**About this task:**
Every line from the one holding "Trace the outline of each instance of the left-hand" through the one holding "Trace the outline of each instance of the grey" in the data below must be returned exactly, both ends included, with pictures left out and nothing else added.

[[ Input data, beginning ]]

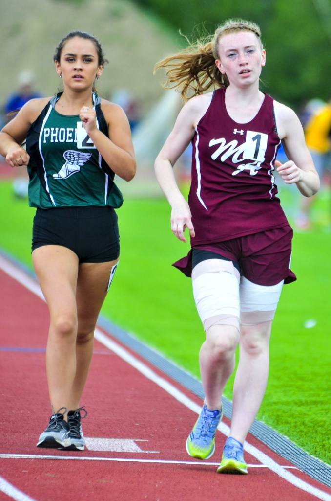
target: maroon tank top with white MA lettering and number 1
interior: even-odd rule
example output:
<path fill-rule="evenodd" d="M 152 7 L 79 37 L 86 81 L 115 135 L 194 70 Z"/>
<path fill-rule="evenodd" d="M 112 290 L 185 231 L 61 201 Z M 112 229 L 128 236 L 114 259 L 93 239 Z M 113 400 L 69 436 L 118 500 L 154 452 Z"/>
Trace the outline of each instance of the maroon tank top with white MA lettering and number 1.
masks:
<path fill-rule="evenodd" d="M 192 247 L 288 224 L 273 176 L 280 139 L 270 96 L 250 122 L 238 124 L 226 111 L 225 89 L 217 89 L 192 145 Z"/>

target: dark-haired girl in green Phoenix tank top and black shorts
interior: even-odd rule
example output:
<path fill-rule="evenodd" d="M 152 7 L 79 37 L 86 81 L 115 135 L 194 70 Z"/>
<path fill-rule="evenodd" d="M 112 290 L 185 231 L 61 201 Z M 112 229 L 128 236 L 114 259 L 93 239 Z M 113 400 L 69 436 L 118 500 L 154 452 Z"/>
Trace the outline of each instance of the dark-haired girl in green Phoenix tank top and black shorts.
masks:
<path fill-rule="evenodd" d="M 32 99 L 0 132 L 11 167 L 26 165 L 29 204 L 36 207 L 32 262 L 49 312 L 46 348 L 52 415 L 39 447 L 83 450 L 80 398 L 96 321 L 119 258 L 117 216 L 122 196 L 114 175 L 130 181 L 135 158 L 123 110 L 97 97 L 99 42 L 71 32 L 53 56 L 63 92 Z M 20 145 L 26 139 L 26 150 Z"/>

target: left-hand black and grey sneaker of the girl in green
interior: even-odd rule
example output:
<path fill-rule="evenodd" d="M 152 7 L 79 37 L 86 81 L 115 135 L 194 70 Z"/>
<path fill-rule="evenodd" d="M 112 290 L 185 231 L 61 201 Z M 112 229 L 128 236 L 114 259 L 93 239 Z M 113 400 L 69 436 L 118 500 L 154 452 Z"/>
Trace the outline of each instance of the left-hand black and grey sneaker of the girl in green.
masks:
<path fill-rule="evenodd" d="M 61 411 L 64 412 L 61 412 Z M 66 413 L 66 408 L 61 407 L 55 413 L 53 409 L 53 415 L 50 416 L 49 424 L 45 431 L 41 433 L 39 436 L 39 441 L 37 443 L 37 447 L 50 447 L 50 448 L 58 448 L 60 447 L 69 447 L 70 446 L 70 438 L 69 432 L 70 428 L 66 421 L 64 421 L 63 416 Z"/>

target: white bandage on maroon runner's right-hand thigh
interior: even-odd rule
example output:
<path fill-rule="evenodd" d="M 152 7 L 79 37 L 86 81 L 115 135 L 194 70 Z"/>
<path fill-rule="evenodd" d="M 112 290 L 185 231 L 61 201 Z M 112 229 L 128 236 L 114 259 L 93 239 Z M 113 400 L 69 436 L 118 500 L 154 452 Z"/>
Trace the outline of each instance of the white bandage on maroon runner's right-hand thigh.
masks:
<path fill-rule="evenodd" d="M 241 277 L 240 323 L 255 325 L 273 320 L 283 283 L 262 286 Z"/>

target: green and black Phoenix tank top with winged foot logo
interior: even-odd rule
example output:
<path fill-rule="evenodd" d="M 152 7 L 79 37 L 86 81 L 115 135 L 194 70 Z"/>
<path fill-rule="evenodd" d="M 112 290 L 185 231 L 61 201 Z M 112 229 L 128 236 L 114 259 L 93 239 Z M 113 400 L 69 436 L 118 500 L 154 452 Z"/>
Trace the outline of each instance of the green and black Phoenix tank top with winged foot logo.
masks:
<path fill-rule="evenodd" d="M 31 157 L 29 205 L 120 207 L 123 199 L 113 182 L 113 171 L 86 134 L 79 116 L 55 111 L 56 98 L 50 100 L 27 134 L 26 151 Z M 97 126 L 107 135 L 99 98 L 94 100 L 94 108 Z"/>

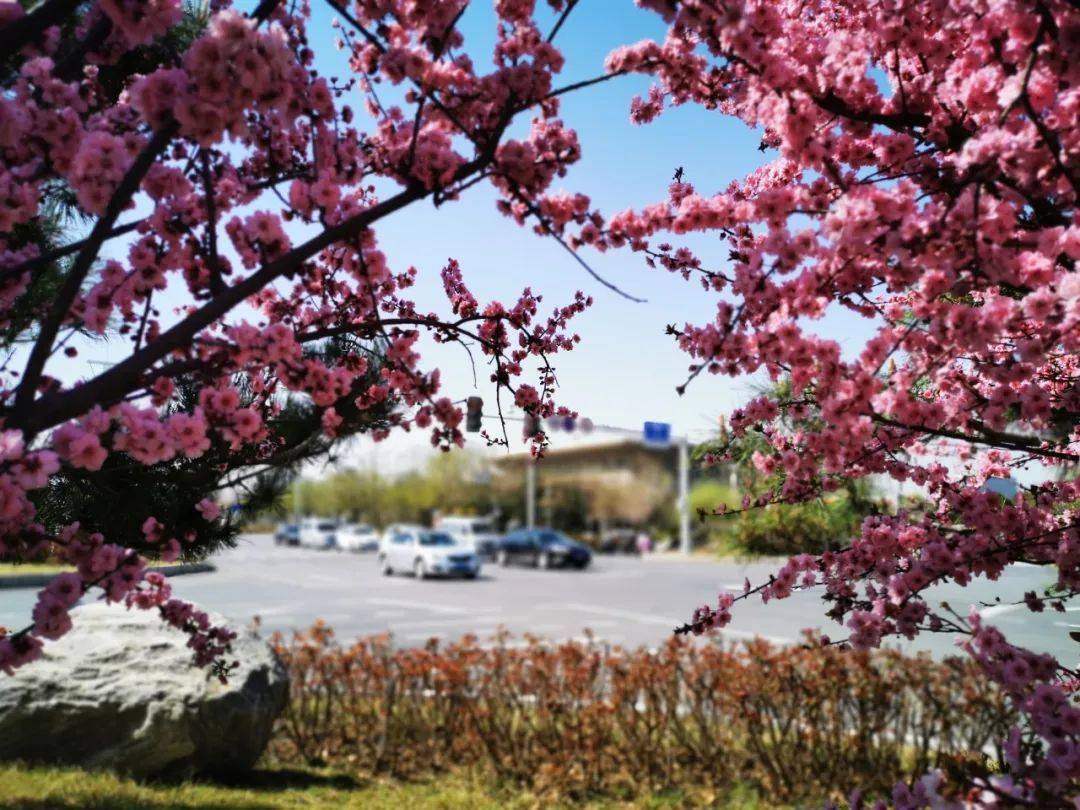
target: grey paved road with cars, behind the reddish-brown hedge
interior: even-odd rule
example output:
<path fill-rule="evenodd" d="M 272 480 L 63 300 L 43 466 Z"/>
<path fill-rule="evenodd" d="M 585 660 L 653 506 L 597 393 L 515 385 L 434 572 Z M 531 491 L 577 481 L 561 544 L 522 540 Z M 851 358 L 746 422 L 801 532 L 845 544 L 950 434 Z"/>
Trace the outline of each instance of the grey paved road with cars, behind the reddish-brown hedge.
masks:
<path fill-rule="evenodd" d="M 564 639 L 588 627 L 613 644 L 654 646 L 685 621 L 693 607 L 714 603 L 724 589 L 741 590 L 745 577 L 760 581 L 774 563 L 740 564 L 680 558 L 607 557 L 585 571 L 541 571 L 487 565 L 476 581 L 383 577 L 374 555 L 279 548 L 268 536 L 248 535 L 237 549 L 217 555 L 217 570 L 173 580 L 175 593 L 216 610 L 238 623 L 259 616 L 268 631 L 292 631 L 322 618 L 343 639 L 391 631 L 400 644 L 463 633 L 490 636 L 499 627 L 515 635 L 531 633 Z M 1050 582 L 1047 570 L 1016 567 L 997 583 L 970 589 L 941 589 L 935 596 L 967 612 L 995 596 L 1012 600 Z M 33 603 L 32 591 L 0 591 L 0 625 L 22 626 Z M 1076 664 L 1080 645 L 1068 638 L 1080 629 L 1080 606 L 1070 612 L 1034 616 L 1008 606 L 985 610 L 1016 643 L 1053 652 Z M 813 592 L 762 605 L 740 604 L 725 635 L 733 640 L 759 634 L 777 642 L 799 637 L 816 626 L 834 637 L 842 630 L 824 617 Z M 915 646 L 935 654 L 953 650 L 944 636 L 928 636 Z"/>

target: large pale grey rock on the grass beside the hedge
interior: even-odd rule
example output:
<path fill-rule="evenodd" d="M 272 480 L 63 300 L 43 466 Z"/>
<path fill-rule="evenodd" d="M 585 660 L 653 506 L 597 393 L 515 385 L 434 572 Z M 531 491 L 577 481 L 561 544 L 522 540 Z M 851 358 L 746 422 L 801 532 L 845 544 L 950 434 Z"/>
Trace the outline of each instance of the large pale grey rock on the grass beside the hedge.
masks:
<path fill-rule="evenodd" d="M 255 764 L 288 694 L 266 642 L 240 632 L 222 685 L 156 611 L 94 604 L 72 620 L 41 660 L 0 674 L 0 759 L 177 777 Z"/>

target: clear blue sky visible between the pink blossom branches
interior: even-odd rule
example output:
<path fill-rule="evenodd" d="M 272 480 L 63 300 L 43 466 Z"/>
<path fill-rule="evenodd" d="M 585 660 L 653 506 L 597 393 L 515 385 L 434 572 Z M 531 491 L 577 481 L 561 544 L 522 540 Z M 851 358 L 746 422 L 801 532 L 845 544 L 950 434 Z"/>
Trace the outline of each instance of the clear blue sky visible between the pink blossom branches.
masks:
<path fill-rule="evenodd" d="M 545 3 L 539 4 L 541 14 L 553 21 Z M 322 0 L 312 0 L 312 6 L 309 33 L 315 66 L 325 76 L 346 77 L 346 54 L 335 49 L 337 31 L 329 26 L 333 12 Z M 478 69 L 491 65 L 495 25 L 490 0 L 473 0 L 460 22 L 464 48 Z M 599 76 L 612 49 L 663 35 L 660 17 L 636 8 L 632 0 L 582 0 L 556 41 L 567 62 L 557 84 Z M 669 110 L 647 126 L 632 124 L 631 99 L 644 94 L 648 85 L 644 77 L 621 77 L 564 97 L 562 117 L 577 130 L 583 158 L 556 188 L 584 192 L 595 206 L 611 214 L 663 199 L 676 166 L 685 167 L 687 179 L 700 192 L 712 193 L 771 159 L 757 149 L 759 133 L 698 107 Z M 361 98 L 349 100 L 360 119 L 364 114 Z M 362 119 L 360 125 L 364 125 Z M 523 117 L 517 131 L 527 126 L 528 119 Z M 489 187 L 477 186 L 437 210 L 426 202 L 378 224 L 376 232 L 391 267 L 419 270 L 414 297 L 421 309 L 446 311 L 438 271 L 450 257 L 460 262 L 467 283 L 481 300 L 512 301 L 526 286 L 543 294 L 548 308 L 568 302 L 579 288 L 592 295 L 594 306 L 573 324 L 581 345 L 555 357 L 554 365 L 561 404 L 598 423 L 636 429 L 645 420 L 667 421 L 676 433 L 703 437 L 715 430 L 721 414 L 748 399 L 752 381 L 727 377 L 703 376 L 681 397 L 675 391 L 686 378 L 689 361 L 663 334 L 664 327 L 712 320 L 715 294 L 704 293 L 696 282 L 649 269 L 640 255 L 629 249 L 608 254 L 585 249 L 583 256 L 603 276 L 648 299 L 645 303 L 627 301 L 590 278 L 553 240 L 502 217 L 495 210 L 495 199 Z M 297 229 L 293 238 L 301 239 L 302 232 Z M 677 243 L 689 244 L 707 266 L 725 264 L 727 251 L 717 239 L 698 237 Z M 170 300 L 174 293 L 171 289 L 161 300 L 166 308 L 181 302 L 179 296 Z M 831 314 L 820 332 L 856 348 L 866 326 Z M 124 353 L 122 342 L 87 348 L 77 361 L 56 359 L 53 372 L 84 376 L 87 362 L 108 364 Z M 423 353 L 429 366 L 442 369 L 444 393 L 455 400 L 478 393 L 494 405 L 485 369 L 477 368 L 478 386 L 474 387 L 472 367 L 459 347 L 427 341 Z M 362 440 L 346 460 L 396 472 L 423 463 L 429 453 L 428 436 L 411 434 L 392 437 L 378 448 Z"/>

[[ Input data, end ]]

**Response to the exercise:**
Trace the outline of each instance of the left-hand black and grey sneaker of the girl in green.
masks:
<path fill-rule="evenodd" d="M 61 411 L 64 412 L 61 412 Z M 66 413 L 66 408 L 61 407 L 55 413 L 53 409 L 53 415 L 50 416 L 49 424 L 45 431 L 41 433 L 39 436 L 39 441 L 37 443 L 37 447 L 50 447 L 50 448 L 58 448 L 60 447 L 69 447 L 70 446 L 70 438 L 69 432 L 70 428 L 66 421 L 64 421 L 63 416 Z"/>

target: white bandage on maroon runner's right-hand thigh
interior: even-odd rule
example output:
<path fill-rule="evenodd" d="M 152 7 L 79 37 L 86 81 L 115 135 L 194 70 Z"/>
<path fill-rule="evenodd" d="M 112 290 L 185 231 L 61 201 Z M 112 229 L 128 236 L 114 259 L 93 239 Z M 113 400 L 69 436 L 118 500 L 154 452 Z"/>
Trace the outline of each instance of the white bandage on maroon runner's right-hand thigh.
masks:
<path fill-rule="evenodd" d="M 241 277 L 240 323 L 255 325 L 273 320 L 283 283 L 262 286 Z"/>

target: green and black Phoenix tank top with winged foot logo
interior: even-odd rule
example output:
<path fill-rule="evenodd" d="M 152 7 L 79 37 L 86 81 L 115 135 L 194 70 Z"/>
<path fill-rule="evenodd" d="M 112 290 L 185 231 L 61 201 Z M 112 229 L 128 236 L 114 259 L 93 239 Z M 113 400 L 69 436 L 118 500 L 154 452 Z"/>
Trace the outline of each instance of the green and black Phoenix tank top with winged foot logo.
masks:
<path fill-rule="evenodd" d="M 31 157 L 29 205 L 120 207 L 123 199 L 113 182 L 113 171 L 86 134 L 79 116 L 55 111 L 56 98 L 50 100 L 27 134 L 26 151 Z M 97 126 L 107 135 L 99 98 L 94 100 L 94 108 Z"/>

target: grey paved road with cars, behind the reddish-brown hedge
interior: even-odd rule
example output:
<path fill-rule="evenodd" d="M 272 480 L 63 300 L 43 466 Z"/>
<path fill-rule="evenodd" d="M 585 660 L 653 506 L 597 393 L 515 385 L 434 572 Z M 531 491 L 577 481 L 561 544 L 522 540 Z M 851 358 L 746 422 L 801 532 L 845 544 L 950 434 Z"/>
Trace the outline of each instance of the grey paved road with cars, behind the reddish-brown hedge.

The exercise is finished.